*Data provided*.

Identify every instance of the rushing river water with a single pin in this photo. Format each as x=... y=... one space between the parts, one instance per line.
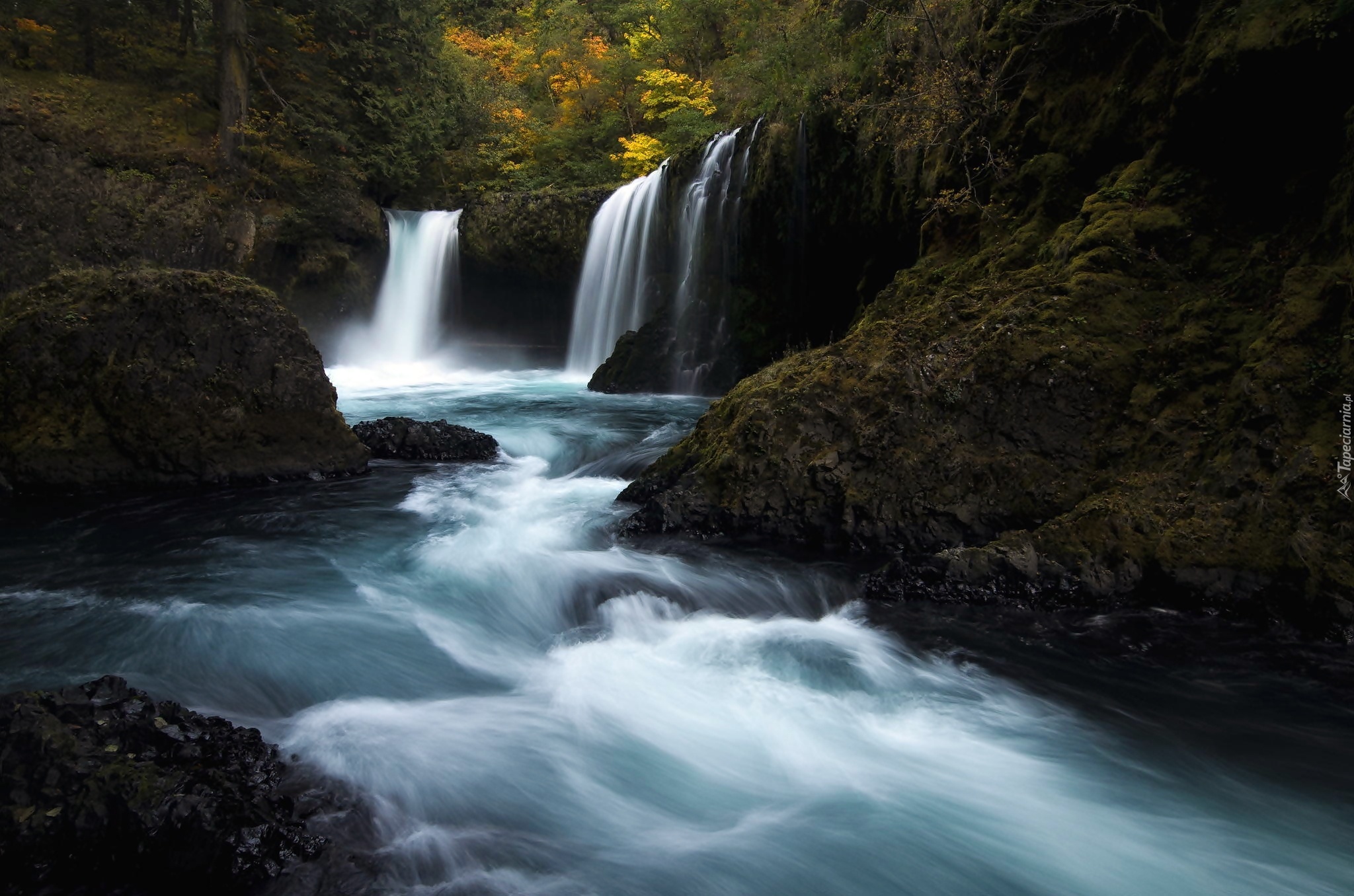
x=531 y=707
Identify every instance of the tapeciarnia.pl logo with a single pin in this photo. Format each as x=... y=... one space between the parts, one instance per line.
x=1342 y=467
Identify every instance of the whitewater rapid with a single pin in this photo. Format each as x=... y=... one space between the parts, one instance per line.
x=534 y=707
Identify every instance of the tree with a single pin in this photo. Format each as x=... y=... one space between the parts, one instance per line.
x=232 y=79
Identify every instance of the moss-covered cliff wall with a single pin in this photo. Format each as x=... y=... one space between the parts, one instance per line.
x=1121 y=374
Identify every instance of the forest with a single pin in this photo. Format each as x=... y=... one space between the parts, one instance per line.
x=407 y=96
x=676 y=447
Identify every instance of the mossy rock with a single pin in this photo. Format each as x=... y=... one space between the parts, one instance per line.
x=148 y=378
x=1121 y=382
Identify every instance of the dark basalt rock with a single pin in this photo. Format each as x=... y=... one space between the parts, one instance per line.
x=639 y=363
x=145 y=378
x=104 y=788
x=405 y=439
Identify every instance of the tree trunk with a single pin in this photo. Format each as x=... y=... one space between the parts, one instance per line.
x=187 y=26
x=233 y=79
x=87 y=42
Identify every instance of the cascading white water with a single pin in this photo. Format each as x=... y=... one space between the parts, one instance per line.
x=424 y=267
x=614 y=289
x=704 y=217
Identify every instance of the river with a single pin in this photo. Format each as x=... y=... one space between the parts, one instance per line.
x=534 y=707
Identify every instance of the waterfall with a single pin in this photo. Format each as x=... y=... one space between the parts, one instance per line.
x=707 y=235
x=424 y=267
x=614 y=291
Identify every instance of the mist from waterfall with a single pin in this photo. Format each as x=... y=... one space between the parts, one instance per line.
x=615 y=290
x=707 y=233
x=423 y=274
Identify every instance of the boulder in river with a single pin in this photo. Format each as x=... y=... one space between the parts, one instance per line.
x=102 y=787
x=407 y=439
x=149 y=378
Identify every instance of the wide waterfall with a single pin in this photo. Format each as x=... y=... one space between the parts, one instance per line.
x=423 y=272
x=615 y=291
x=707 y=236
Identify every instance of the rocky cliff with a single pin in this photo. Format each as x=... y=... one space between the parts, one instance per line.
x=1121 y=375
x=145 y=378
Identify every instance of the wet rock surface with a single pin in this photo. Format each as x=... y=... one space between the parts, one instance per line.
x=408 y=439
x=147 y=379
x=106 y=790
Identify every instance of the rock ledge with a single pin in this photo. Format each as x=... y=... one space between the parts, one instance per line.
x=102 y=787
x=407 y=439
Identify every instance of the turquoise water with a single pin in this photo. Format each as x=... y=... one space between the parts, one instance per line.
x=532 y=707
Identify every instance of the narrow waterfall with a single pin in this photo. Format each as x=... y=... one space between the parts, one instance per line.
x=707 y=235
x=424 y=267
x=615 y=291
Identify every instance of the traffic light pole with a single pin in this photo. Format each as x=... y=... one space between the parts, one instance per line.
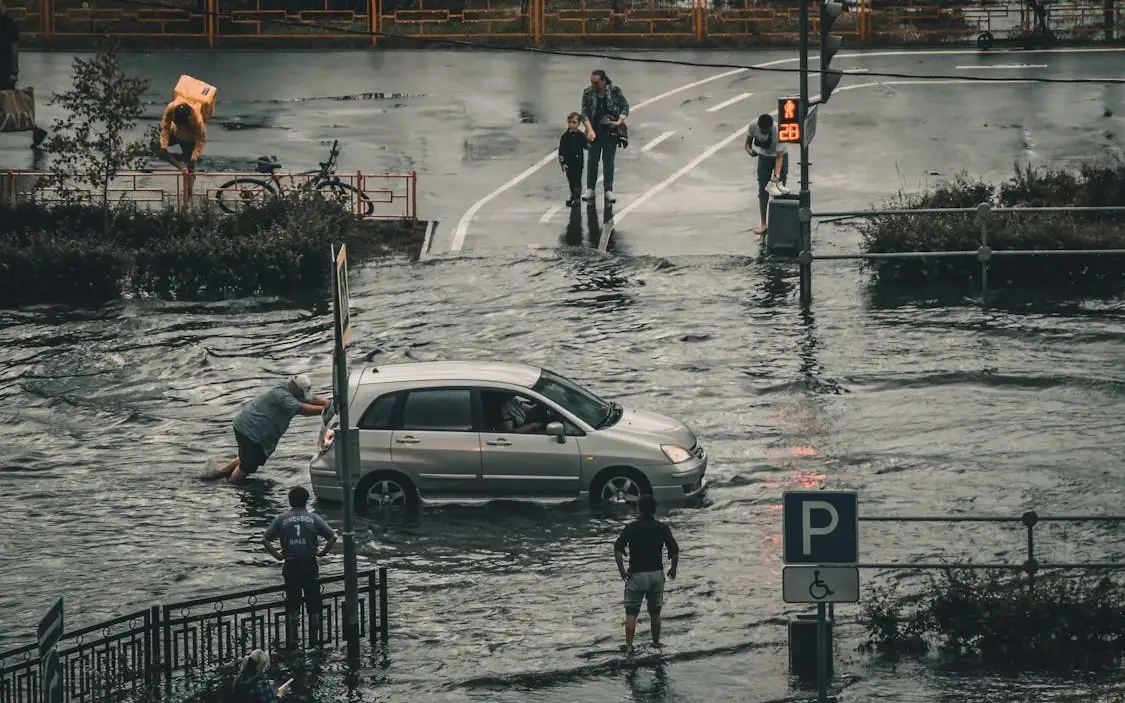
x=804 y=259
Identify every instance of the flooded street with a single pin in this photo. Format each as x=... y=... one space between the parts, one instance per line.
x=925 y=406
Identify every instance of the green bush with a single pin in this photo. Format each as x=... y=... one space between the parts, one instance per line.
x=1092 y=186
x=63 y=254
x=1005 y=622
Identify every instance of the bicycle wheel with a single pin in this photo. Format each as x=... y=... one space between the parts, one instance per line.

*Work to be completed*. Drop the pictures and reproduce the rest of the data above exactly.

*Exercise response*.
Identify every instance of the rushing river water with a single pin in this photo. Format each as x=... y=... one space between the parts, one instance per line.
x=531 y=707
Identify every instance of the tapeciarnia.pl logo with a single pin in this photo. Format each as x=... y=... one space between the parts, one instance per line.
x=1342 y=467
Identify every instance of the whitewater rapid with a single pin in this photo. Format each as x=... y=... one space between the parts, one instance per line.
x=534 y=707
Identify every instance of the tree with a single pin in this photo. Format each as x=... y=... one space between the parts, one instance per line.
x=232 y=79
Identify every instance of the moss-covered cliff wall with a single pin in this photo. Format each as x=... y=... one space between the parts, one instance per line.
x=1121 y=374
Identify every instance of the forest with a single pin in this photo. Format each as x=... y=... one space between the parts, one instance per line.
x=407 y=96
x=676 y=447
Identify every instance of the mossy rock with a single pin in this photo. Format each as x=... y=... one space between the parts, one instance per line.
x=148 y=378
x=1121 y=382
Identify every instance of the dark basalt rock with a single pin in this photo. Format each as x=... y=... one space between the parts, one instance per line.
x=639 y=363
x=145 y=378
x=104 y=788
x=405 y=439
Identify every instance of the tree trunk with a single pin in this photo. Format each as x=... y=... one space between the parts, one instance per line.
x=187 y=26
x=233 y=79
x=87 y=42
Identify every instance of the cascading white water with a single pin in this photo. Format each as x=... y=... one space between the parts, one instance per line.
x=424 y=267
x=614 y=289
x=704 y=217
Identify every instance of the river with a single pin in this photo. Format each as x=... y=... one space between the parts, one instance per line.
x=534 y=707
Identify every instance of the waterfall with a single pin in this photo. Format each as x=... y=... one space between the parts, one instance per line.
x=707 y=235
x=424 y=267
x=614 y=291
Identify every instance of the mist from waterfall with a single pin in this photo. Format each as x=... y=... one space between the parts, one instance per line.
x=615 y=290
x=707 y=233
x=423 y=274
Identify every instance of the boulder in river with a single pin in this photo. Format each as x=... y=... one space between the parts, one instance per line.
x=102 y=787
x=407 y=439
x=149 y=378
Identify every instance of the wide waterfall with a single pin in this photo. Format each as x=... y=... one space between the parts, one instance per line.
x=423 y=272
x=615 y=291
x=707 y=236
Identify every instance of the rocky cliff with a single pin in this photo. Format each as x=... y=... one space between the parts, one instance per line.
x=1121 y=375
x=145 y=378
Identify every instance of the wet rock surface with a single pin in this photo. Format each as x=... y=... one space between the parts, one instance per line.
x=408 y=439
x=147 y=379
x=106 y=790
Identify every instance of the rock ledge with a single pin in this photo. Format each as x=... y=... one space between the parts, one instance per line.
x=102 y=787
x=407 y=439
Identify every instance of the turquoise water with a single pin in this photo. Format each as x=... y=... one space between the parts, one instance per line.
x=532 y=707
Identify every instance of the narrow waterfall with a single pin in this photo. Format each as x=... y=... one space between the parts, one instance per line.
x=707 y=235
x=424 y=267
x=615 y=291
Identify every instance of the traffic light pole with a single pin in this photo. Format each as x=... y=... one space between the parts, one instance per line.
x=804 y=259
Identify every instance of the flooded street with a single pin in this photo. Format each as x=... y=... one space between the parts, one instance per line.
x=925 y=406
Identify every instance of the green bush with a single pin in this photo. Format each as x=... y=... one space between the parts, one instance per line.
x=1092 y=186
x=63 y=254
x=1005 y=622
Identify every instance of the bicycle wheel with a single pin in this photo. Format each as x=... y=... one space between the parts, one instance per line.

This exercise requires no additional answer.